Exercise aim:
Look at the entries below and reproduce them exactly.

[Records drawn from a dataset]
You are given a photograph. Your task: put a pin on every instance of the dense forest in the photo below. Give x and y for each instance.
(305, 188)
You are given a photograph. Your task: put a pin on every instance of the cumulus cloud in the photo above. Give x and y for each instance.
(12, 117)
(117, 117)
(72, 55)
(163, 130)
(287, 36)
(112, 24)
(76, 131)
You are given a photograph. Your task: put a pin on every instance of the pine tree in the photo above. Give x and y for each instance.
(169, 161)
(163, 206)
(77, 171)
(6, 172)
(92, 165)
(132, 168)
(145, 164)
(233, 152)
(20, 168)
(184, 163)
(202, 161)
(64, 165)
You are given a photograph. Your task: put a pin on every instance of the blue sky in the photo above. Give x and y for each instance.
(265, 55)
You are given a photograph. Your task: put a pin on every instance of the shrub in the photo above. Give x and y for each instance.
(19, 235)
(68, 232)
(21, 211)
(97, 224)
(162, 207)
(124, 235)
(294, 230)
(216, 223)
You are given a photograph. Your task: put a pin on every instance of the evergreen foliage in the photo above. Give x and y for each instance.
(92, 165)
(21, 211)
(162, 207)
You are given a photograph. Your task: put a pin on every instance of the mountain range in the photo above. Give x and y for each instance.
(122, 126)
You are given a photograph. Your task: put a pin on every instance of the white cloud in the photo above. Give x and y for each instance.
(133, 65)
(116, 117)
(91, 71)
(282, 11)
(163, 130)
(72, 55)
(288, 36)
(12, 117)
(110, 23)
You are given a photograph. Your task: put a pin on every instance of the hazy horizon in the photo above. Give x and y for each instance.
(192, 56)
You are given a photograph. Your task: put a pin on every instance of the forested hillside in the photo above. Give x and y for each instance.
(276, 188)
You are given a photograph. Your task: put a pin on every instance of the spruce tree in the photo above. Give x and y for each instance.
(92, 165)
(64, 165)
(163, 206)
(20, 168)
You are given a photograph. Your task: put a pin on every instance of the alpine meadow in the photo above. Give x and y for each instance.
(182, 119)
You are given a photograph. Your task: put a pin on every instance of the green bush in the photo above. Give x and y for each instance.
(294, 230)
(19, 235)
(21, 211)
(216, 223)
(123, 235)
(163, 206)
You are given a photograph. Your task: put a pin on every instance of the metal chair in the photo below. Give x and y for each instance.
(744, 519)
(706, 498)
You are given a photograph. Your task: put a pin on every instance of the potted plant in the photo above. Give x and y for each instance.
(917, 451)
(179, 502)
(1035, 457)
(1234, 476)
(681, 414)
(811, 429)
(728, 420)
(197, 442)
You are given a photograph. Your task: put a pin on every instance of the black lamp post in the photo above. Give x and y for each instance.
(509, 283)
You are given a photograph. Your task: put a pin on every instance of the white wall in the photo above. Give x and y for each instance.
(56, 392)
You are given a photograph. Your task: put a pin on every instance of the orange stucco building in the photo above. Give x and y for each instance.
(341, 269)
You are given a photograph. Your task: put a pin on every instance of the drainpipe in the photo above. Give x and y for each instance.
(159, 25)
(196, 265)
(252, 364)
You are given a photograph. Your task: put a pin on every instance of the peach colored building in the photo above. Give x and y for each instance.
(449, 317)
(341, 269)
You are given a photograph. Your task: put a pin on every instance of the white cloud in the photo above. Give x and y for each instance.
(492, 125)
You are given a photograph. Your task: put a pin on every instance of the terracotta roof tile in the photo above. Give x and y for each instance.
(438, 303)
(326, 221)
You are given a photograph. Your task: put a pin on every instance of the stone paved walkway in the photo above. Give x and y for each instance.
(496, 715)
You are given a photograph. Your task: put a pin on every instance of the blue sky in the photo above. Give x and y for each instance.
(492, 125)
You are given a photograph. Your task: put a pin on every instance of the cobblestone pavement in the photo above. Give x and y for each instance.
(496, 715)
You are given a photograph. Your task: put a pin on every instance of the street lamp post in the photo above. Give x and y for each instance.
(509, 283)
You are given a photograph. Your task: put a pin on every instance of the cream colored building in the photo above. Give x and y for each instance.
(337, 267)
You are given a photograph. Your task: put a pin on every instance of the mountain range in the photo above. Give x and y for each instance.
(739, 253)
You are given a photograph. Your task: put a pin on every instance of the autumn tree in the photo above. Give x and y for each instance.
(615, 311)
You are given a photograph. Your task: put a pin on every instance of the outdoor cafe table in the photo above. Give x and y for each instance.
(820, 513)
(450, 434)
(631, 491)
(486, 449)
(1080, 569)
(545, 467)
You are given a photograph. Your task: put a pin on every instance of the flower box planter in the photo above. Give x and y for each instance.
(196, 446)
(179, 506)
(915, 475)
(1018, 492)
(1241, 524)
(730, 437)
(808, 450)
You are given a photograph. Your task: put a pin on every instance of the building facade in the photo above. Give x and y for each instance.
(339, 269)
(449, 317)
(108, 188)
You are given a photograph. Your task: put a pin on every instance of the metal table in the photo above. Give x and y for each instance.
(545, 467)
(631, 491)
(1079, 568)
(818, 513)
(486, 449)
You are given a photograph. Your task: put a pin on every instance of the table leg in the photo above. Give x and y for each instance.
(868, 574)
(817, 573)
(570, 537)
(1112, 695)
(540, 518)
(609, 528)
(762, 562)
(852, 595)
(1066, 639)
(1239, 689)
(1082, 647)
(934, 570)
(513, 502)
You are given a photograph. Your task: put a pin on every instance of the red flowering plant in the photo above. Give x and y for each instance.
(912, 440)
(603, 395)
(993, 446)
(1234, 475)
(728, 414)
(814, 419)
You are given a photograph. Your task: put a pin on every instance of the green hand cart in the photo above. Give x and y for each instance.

Finished task:
You are given a photograph. Your task: put a pin on every instance of the dense forest in the photo below. Give x and y for each instance.
(305, 188)
You are given a photograph. Your task: put a pin on every instance of the cumulus cloud in the photo above. Give x and y for each instance.
(12, 117)
(117, 117)
(72, 55)
(163, 130)
(287, 36)
(112, 24)
(76, 131)
You are given a photograph. Your task: put a pin on every instance of the pine tree in the photo above. Give x and y for each instance.
(169, 161)
(163, 206)
(77, 171)
(6, 172)
(92, 165)
(132, 168)
(145, 164)
(233, 152)
(20, 168)
(184, 163)
(202, 161)
(64, 165)
You are given a photograph. Your task: put a pin on every instance of the blue sky in the photo above. Give x and y for each instance.
(265, 55)
You are given a photograph. Your task: put a pin on every instance of the shrub in the photo above. Give x and y for each instance.
(19, 235)
(68, 232)
(21, 211)
(97, 224)
(162, 207)
(124, 235)
(294, 230)
(216, 223)
You are given a photograph. Your task: put a pin on every instance of the evergreen foliage in the photo above. Give x and y for each instance.
(92, 165)
(21, 211)
(162, 207)
You are given a photograph. Your task: put a pin on every instance of the mountain range in the photo above. Give x and y for each instance.
(122, 126)
You are given a photograph. Your task: put a pin on every instance of the white cloud in the photo above. Give x and y for each instance.
(133, 65)
(116, 117)
(91, 71)
(282, 11)
(163, 130)
(72, 55)
(288, 36)
(12, 117)
(110, 23)
You are given a photograph. Your task: put a pin on every instance of the hazy horizon in the photo above. Give x and y for each instance.
(192, 56)
You are given a photograph. Your task: put a pin on every instance of the forested hillside in the photo above. Give x and y for each instance.
(276, 188)
You are given a photograph. Your task: put a pin on every instance of the spruce tree in the photo above. Give x and y for each instance.
(92, 165)
(64, 165)
(163, 206)
(20, 168)
You are given a photograph. Your task: put a pin on every instance of the alpine meadow in the photo above. Give x and y for each instance.
(182, 119)
You are given a photograph. Your task: put a pin on every instance of the green bush in the photo above. Give x and y for each instance.
(294, 230)
(19, 235)
(21, 211)
(216, 223)
(123, 235)
(163, 206)
You are given a photograph. Your task: put a pin on every instance of the metal chair in the photo below. Give x and y for each instance.
(744, 519)
(706, 498)
You are given a photograph. Your task: put a pin on every instance of the potted plant in the photo above. Give x and y for each instance.
(917, 451)
(179, 502)
(1035, 457)
(1234, 476)
(681, 414)
(811, 429)
(728, 420)
(197, 442)
You are given a photograph. Your task: put a pin on every instance of the black lamp post in the photo above. Give x and y for each instance.
(509, 283)
You are given a photograph. Your task: put a pin on every instance of the white wall in the photo above. Give x and y for each instance.
(56, 392)
You are given a photograph. Your task: put a pin on every instance of the orange stucco building in the photo above. Give x and y for each instance.
(341, 269)
You are given a photograph. Your task: put a pin on every instance of the drainpipe in the photo above. Give x and y for each instance.
(159, 25)
(196, 265)
(252, 364)
You are given a photograph. Your task: put a pin on every instance of the peach colored building in the photo above. Give x and y for each instance.
(449, 317)
(341, 269)
You are given a photograph. Your task: put a pin on every instance of the white cloud in the photo above. Give x and y for each instance.
(492, 125)
You are given a photograph. Your task: put a pin on every instance of the terracotta roof tile in the photo above. Give x and y for each instance.
(438, 303)
(326, 221)
You are given a photograph. Your task: put a pin on every instance of the stone paved walkway in the photo above. Give x and y for each instance.
(496, 715)
You are given a photograph. Your task: put a pin on every instance of the blue sky in the photo above. Give x and y for each instance.
(492, 125)
You are given a photograph. Your task: put a pin on every instance of the cobblestone pavement in the photo above. Give x and y for each instance.
(496, 715)
You are given a photograph. Your task: put a pin on every instance of the street lamp post in the photo above. Give x and y for each instance.
(509, 283)
You are given a photograph. Your task: put a pin on every instance of the cream colored building in the photo above. Give x and y for each instance.
(337, 267)
You are given a photograph. Your task: put a pin on every instance of the mountain range in the photo above. Give x and y for each instance.
(739, 253)
You are given a photograph. Your task: put a pin on every instance of the autumn tree in the photo above. Give x and y for each instance.
(615, 311)
You are given a photograph. Your task: put a pin on every instance of the outdoor cafe table in the photo above. Give x and y for each instance.
(820, 513)
(450, 434)
(631, 491)
(486, 449)
(1080, 569)
(545, 467)
You are given a photograph. Your task: put a pin on every instance of the flower box planter in the photo above. Give x and y for each instance.
(196, 446)
(179, 506)
(915, 475)
(1018, 492)
(1241, 524)
(730, 437)
(808, 450)
You are given a photograph. Your task: put a pin on every instance of the building facade in the photo above. Give x and y for each instance.
(339, 269)
(449, 317)
(108, 188)
You are given a photograph. Your task: put a pin on every instance of the metal table in the photo above. Give x and y for each instance.
(545, 467)
(631, 491)
(1079, 568)
(818, 513)
(486, 449)
You are given a photograph. Your task: put a pin on every instance of the table leg in the photo above. Give x and y for each instance.
(868, 574)
(817, 573)
(570, 537)
(1112, 695)
(540, 518)
(609, 528)
(762, 562)
(852, 595)
(1066, 639)
(1239, 689)
(1082, 647)
(934, 570)
(513, 502)
You are given a photograph. Your task: put a pin on every instance of the red flowering plant in the photo above. Give x and y for each instance.
(912, 440)
(603, 395)
(993, 446)
(1234, 475)
(728, 414)
(814, 419)
You are given a photograph. Your task: put a pin on every instance of the green hand cart in the photo above. Give x and y for each instance.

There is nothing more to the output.